Nommer l’invisible, réenchanter le monde



Avez-vous remarqué, en lisant mon dernier article, que certains mots semblaient n’exister nulle part ailleurs ? Peut-être vous êtes-vous demandé s’il s’agissait d’erreurs, de fantaisies, ou d’une simple expérimentation. Mais ces mots inventés ne sont pas là par hasard. Ils portent en eux une intention, une vision, une tentative de saisir ce qui échappe parfois aux langages existants. Car les mots ne sont pas neutres. Ils modèlent nos pensées, influencent nos perceptions, et tracent les contours du monde que nous habitons.
Pourquoi inventer des mots ?
Tout a commencé par une réflexion : chaque langue du monde ne possède pas le même registre lexical dans tous les domaines. Certaines langues disposent d’une richesse infinie pour décrire l’amour, d’autres regorgent de nuances pour parler du combat, du temps, ou encore de la nature. Et ce n’est pas anodin. Le langage structure la pensée d’un peuple. Une société dont la langue est riche en termes de tendresse et de douceur aura tendance à privilégier ces valeurs, tandis qu’une autre, dotée d’un lexique plus belliqueux, construira une vision du monde plus rude.
En me plongeant dans ces réflexions, une évidence m’est apparue : notre époque manque cruellement de douceur, de sérénité, de poésie. Tout va trop vite. Nous sommes happés par la productivité, la rentabilité, l’efficacité. Mais où sont passés les mots qui invitent à la contemplation, à l’évasion, à l’émerveillement ? Où sont les termes qui célèbrent la nature et ses infinies subtilités ?
C’est ainsi qu’est née l’envie d’ajouter cette dimension à mon travail. Comme une évidence, une extension naturelle de ma quête de lumière et d’épure. Inventer des mots, c’est tenter de nommer l’indicible. C’est offrir une voix à des sensations oubliées, à des instants suspendus.
Quand les mots transforment la société
Les philosophes des Lumières l’avaient bien compris : en forgeant de nouveaux concepts, ils ont façonné notre vision du monde. “Liberté d’expression”, “droits de l’homme”, “raison critique”… Ces notions, aujourd’hui familières, n’avaient pas d’existence avant que certains esprits n’aient l’audace de les nommer. Car nommer, c’est faire exister.
Les langues autochtones, elles aussi, regorgent de trésors linguistiques. Les Inuits possèdent plus de cinquante mots pour désigner la neige, capturant ainsi toute la diversité de ses textures et de ses états. Le japonais, avec des termes comme komorebi, désigne la lumière qui filtre à travers les feuilles des arbres. Autant de nuances qui enrichissent la perception du monde.

* [Tâche demandée 1] Reprenez le passage du texte sur l'invention des mots allant de « C’est ainsi qu’est » jusqu'à « des instants suspendus. », en substituant « émotions oubliées » à « sensations oubliées ».
* [Tâche demandée 2] Recopiez à l'identique les lignes des entrées, de celle qui contient « Mark the black » jusqu'à celle qui contient « point(63, 72) », ces deux lignes incluses.
Le texte sur l'invention des mots et les entrées qui suivent sont deux matériaux sans lien entre eux.

* [Données fournies]
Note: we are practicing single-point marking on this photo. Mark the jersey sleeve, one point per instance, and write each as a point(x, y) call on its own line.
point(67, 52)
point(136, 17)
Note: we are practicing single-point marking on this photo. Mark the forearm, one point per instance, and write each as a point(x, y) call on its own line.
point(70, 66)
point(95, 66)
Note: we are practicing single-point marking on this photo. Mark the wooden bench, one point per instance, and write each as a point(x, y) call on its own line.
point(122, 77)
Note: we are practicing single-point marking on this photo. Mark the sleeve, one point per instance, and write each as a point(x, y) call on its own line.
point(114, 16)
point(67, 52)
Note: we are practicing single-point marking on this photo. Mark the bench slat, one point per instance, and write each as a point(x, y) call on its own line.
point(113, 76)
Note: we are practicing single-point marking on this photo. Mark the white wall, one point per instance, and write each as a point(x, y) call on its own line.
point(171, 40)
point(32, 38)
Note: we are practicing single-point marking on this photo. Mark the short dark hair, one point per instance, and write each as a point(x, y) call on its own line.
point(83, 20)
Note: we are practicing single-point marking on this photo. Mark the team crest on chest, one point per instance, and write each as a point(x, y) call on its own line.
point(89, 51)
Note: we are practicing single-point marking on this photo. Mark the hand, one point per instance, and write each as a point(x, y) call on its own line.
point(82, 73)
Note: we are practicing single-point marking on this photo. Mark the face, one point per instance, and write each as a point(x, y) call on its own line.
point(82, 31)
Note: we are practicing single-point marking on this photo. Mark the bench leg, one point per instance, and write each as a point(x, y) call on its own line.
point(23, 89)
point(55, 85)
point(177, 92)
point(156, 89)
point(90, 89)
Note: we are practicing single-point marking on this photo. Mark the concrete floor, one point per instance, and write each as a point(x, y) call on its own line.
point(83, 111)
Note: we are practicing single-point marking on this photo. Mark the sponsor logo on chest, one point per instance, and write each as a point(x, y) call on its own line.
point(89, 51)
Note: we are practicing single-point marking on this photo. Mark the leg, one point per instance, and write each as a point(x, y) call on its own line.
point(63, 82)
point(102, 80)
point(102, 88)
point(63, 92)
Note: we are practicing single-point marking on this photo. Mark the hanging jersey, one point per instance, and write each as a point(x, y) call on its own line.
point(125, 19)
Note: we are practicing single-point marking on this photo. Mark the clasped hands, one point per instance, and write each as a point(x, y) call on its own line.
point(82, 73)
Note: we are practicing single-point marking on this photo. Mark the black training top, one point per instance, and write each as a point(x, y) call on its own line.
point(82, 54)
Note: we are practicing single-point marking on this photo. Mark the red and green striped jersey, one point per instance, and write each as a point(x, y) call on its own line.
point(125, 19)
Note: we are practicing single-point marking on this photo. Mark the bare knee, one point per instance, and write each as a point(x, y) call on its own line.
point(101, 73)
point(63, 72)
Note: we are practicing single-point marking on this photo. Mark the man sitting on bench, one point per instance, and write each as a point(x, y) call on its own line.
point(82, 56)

==

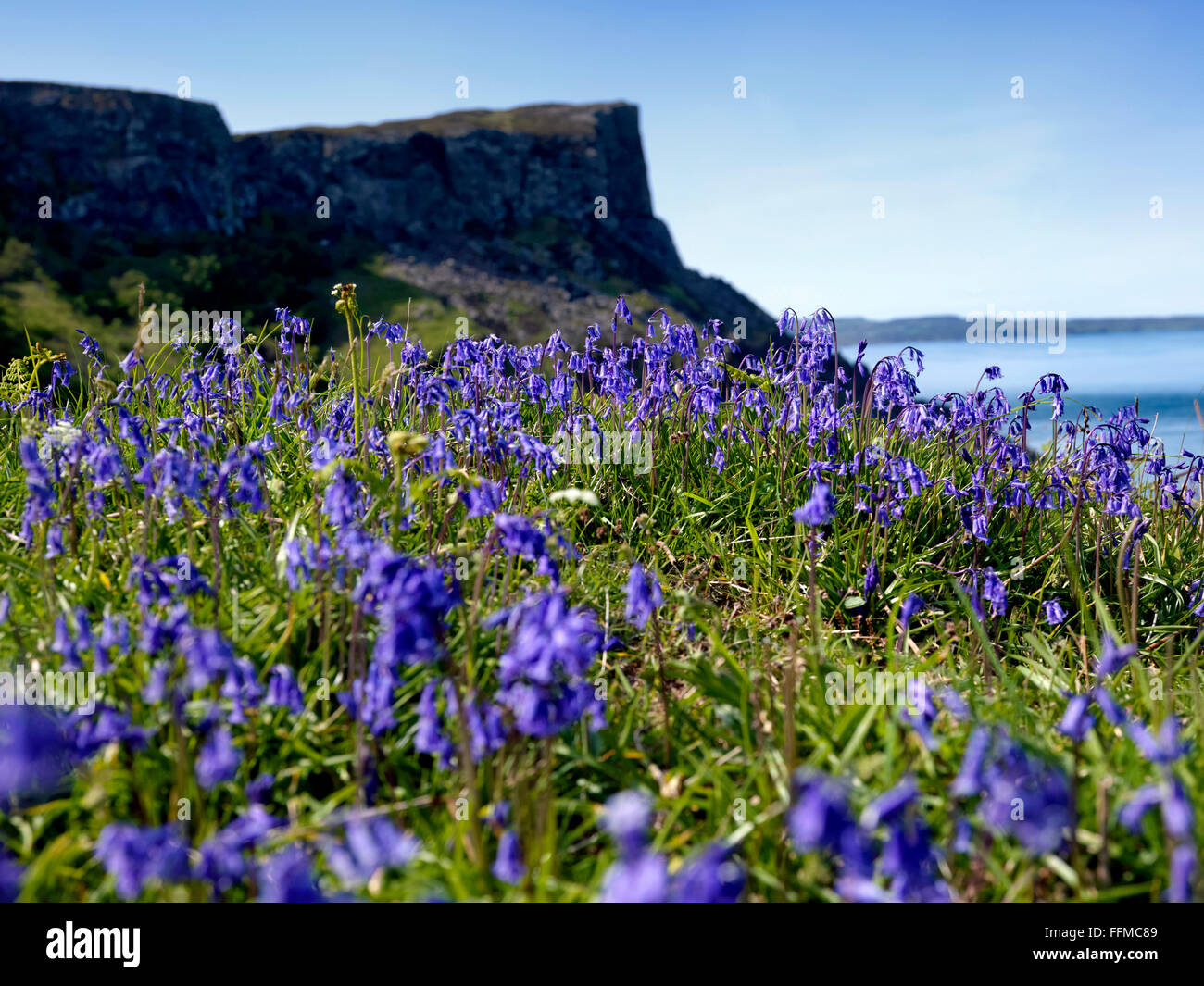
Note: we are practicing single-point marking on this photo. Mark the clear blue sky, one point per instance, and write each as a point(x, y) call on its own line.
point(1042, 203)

* [Réponse rédigée 1]
C’est ainsi qu’est née l’envie d’ajouter cette dimension à mon travail. Comme une évidence, une extension naturelle de ma quête de lumière et d’épure. Inventer des mots, c’est tenter de nommer l’indicible. C’est offrir une voix à des émotions oubliées, à des instants suspendus.

* [Réponse rédigée 2]
Note: we are practicing single-point marking on this photo. Mark the black training top, one point per instance, and write each as a point(x, y) call on its own line.
point(82, 54)
Note: we are practicing single-point marking on this photo. Mark the red and green striped jersey, one point per instance, and write each as a point(x, y) call on its own line.
point(125, 19)
Note: we are practicing single-point marking on this photo. Mark the bare knee, one point per instance, and write each as a point(x, y) call on its own line.
point(101, 73)
point(63, 72)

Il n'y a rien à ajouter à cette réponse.